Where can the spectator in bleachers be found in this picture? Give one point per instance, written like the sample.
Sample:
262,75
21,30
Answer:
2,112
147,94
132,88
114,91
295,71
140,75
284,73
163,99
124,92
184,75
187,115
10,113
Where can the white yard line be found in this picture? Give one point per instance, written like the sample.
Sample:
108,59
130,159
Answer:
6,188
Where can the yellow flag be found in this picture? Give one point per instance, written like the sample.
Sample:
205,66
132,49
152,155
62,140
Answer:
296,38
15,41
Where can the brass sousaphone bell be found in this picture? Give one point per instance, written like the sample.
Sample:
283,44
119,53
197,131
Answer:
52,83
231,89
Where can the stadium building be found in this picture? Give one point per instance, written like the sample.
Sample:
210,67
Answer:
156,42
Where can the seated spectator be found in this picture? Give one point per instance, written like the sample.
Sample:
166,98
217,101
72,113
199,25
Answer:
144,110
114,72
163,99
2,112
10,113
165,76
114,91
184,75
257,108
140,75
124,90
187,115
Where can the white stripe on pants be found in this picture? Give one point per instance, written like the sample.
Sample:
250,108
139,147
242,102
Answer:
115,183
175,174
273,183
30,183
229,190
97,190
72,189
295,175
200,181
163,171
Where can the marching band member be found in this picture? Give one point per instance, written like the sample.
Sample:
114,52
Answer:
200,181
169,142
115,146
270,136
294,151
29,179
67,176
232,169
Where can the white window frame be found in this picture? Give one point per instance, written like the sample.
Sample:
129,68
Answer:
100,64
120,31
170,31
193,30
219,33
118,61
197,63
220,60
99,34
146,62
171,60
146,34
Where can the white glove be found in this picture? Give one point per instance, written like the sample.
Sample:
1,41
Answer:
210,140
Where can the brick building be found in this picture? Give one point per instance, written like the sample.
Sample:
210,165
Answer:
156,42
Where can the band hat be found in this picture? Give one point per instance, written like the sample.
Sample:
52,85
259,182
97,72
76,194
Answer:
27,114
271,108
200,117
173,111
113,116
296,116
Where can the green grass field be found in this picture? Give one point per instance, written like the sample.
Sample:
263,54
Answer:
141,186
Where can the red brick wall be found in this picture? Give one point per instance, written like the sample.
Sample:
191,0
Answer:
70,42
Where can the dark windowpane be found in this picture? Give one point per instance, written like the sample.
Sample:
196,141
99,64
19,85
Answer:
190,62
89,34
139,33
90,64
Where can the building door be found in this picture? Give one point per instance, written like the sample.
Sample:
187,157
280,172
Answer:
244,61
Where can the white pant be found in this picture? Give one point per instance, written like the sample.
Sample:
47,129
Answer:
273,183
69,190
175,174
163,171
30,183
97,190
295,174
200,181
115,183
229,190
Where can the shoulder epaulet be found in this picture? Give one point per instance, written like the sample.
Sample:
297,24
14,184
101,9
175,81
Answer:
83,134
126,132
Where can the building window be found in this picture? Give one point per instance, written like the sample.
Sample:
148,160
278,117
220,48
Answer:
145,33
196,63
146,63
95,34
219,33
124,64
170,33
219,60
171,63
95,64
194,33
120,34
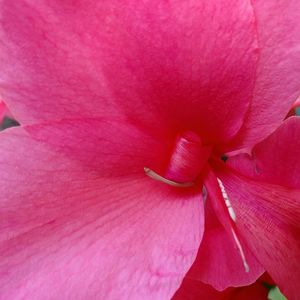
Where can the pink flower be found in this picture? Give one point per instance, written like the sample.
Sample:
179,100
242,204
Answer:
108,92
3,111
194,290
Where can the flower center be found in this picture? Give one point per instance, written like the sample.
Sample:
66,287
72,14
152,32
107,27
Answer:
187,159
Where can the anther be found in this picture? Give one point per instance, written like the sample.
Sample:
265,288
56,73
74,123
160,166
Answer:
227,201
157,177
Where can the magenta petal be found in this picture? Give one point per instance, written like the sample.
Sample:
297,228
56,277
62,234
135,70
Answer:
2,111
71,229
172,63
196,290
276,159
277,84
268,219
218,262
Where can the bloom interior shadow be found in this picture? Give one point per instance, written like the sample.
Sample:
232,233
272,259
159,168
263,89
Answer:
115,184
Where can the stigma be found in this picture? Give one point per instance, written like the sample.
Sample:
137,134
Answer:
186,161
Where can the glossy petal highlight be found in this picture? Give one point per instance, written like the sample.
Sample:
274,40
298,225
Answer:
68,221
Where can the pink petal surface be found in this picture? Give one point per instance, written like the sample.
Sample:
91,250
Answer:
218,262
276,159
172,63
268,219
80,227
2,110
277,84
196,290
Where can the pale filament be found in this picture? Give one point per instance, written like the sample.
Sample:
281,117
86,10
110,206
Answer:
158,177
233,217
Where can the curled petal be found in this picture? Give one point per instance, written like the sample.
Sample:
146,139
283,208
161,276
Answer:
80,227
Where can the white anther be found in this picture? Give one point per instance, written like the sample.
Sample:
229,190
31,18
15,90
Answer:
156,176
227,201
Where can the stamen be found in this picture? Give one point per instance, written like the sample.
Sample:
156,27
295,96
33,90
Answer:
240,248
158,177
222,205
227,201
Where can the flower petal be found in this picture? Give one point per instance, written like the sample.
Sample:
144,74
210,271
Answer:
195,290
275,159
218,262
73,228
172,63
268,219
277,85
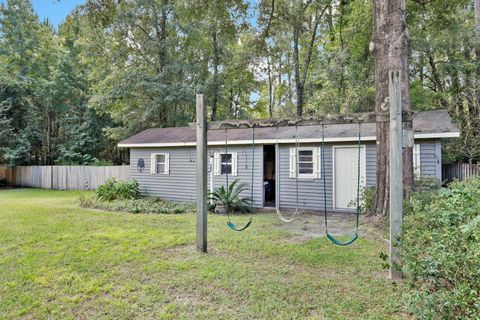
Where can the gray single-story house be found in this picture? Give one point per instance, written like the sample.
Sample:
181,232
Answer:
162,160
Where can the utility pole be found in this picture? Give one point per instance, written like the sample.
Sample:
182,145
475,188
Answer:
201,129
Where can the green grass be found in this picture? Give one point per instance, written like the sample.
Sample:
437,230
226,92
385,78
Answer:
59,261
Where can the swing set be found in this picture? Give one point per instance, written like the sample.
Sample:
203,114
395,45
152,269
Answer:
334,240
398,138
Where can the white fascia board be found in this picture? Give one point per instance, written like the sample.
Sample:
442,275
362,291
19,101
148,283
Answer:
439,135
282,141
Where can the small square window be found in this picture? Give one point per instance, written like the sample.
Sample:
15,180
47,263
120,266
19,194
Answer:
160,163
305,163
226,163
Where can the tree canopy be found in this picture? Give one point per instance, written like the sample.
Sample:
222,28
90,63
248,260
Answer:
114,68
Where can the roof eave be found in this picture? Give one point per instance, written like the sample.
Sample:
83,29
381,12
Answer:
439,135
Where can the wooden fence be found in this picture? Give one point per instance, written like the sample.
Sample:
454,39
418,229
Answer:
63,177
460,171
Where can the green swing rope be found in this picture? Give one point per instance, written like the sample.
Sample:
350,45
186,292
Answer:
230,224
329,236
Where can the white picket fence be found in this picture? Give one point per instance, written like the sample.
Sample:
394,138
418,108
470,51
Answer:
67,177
* * *
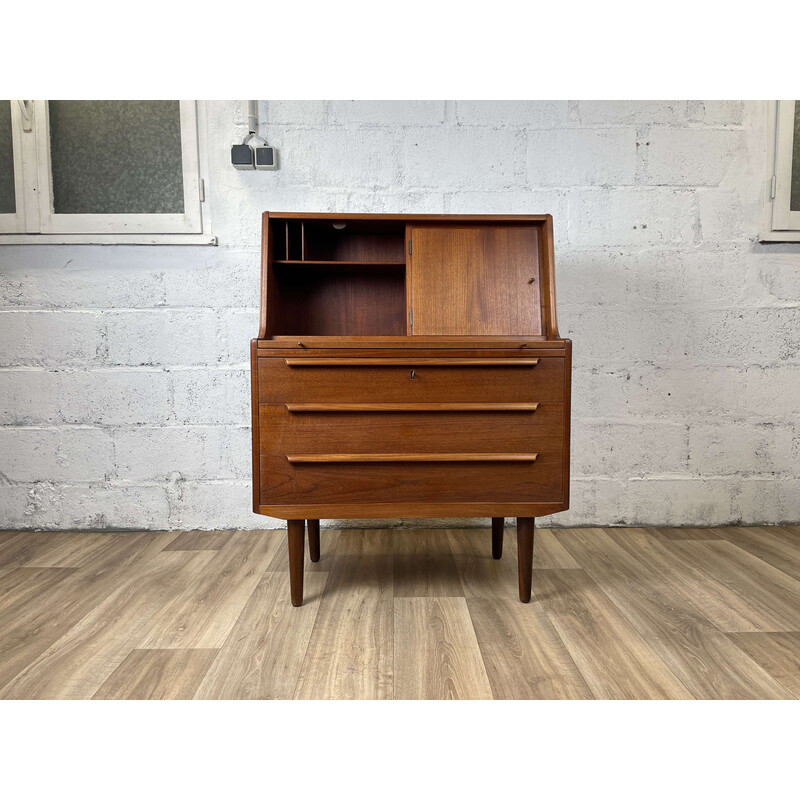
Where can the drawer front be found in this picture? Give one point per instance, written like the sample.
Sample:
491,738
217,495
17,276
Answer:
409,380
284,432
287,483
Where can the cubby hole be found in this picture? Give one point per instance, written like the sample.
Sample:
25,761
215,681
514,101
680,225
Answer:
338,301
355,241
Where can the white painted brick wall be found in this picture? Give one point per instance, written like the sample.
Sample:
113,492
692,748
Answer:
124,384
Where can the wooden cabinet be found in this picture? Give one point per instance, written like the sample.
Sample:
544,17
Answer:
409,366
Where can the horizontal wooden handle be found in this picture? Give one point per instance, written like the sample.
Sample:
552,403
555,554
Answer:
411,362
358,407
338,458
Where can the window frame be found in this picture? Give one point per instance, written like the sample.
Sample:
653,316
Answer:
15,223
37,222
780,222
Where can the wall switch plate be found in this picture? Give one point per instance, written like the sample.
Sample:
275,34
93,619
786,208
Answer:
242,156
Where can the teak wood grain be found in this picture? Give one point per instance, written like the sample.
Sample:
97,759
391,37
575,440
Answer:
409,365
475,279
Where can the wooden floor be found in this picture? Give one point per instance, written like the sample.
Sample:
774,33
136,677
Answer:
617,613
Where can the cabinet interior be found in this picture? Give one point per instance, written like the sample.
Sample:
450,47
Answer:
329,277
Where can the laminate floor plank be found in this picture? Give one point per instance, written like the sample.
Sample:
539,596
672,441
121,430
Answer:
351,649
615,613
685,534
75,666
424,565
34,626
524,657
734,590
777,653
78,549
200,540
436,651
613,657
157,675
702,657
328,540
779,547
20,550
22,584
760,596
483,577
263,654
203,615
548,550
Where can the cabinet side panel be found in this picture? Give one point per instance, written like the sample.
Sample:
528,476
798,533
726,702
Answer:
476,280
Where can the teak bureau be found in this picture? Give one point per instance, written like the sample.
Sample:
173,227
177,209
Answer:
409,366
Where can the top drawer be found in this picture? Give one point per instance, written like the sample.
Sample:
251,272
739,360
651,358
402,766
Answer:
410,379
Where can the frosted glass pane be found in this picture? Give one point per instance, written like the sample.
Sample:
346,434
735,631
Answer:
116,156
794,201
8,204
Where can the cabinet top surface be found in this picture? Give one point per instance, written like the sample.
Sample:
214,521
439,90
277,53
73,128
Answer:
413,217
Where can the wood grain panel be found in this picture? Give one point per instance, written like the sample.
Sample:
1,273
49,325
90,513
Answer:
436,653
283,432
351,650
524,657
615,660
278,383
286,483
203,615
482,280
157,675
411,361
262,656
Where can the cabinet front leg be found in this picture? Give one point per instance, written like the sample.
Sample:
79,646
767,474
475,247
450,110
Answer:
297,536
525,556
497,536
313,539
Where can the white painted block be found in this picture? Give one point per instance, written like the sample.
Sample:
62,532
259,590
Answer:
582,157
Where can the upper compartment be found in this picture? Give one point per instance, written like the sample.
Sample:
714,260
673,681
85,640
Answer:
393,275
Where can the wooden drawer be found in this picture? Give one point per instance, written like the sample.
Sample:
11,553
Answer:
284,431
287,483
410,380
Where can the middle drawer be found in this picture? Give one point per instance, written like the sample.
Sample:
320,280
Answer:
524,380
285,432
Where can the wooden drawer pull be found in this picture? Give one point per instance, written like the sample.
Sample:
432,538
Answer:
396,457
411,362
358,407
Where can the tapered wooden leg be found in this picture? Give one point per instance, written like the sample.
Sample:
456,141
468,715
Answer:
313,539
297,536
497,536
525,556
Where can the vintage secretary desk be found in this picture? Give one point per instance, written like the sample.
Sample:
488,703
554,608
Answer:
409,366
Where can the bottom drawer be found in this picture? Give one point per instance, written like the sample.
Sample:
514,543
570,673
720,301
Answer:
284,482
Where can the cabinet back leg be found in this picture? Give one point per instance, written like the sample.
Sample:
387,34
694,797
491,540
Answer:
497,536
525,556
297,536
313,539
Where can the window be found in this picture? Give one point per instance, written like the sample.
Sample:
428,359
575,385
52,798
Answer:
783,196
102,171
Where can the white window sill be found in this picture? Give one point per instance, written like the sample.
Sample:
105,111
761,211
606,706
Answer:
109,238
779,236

Short problem:
Return every line of the records above that contains the word "surface". Match case exactly.

Full response:
Where can the pink petal surface be found in this picture? Give one point per instance, written like the sample.
Where can the cabinet top surface be found in this picture? Give one point per instance, written like the sample.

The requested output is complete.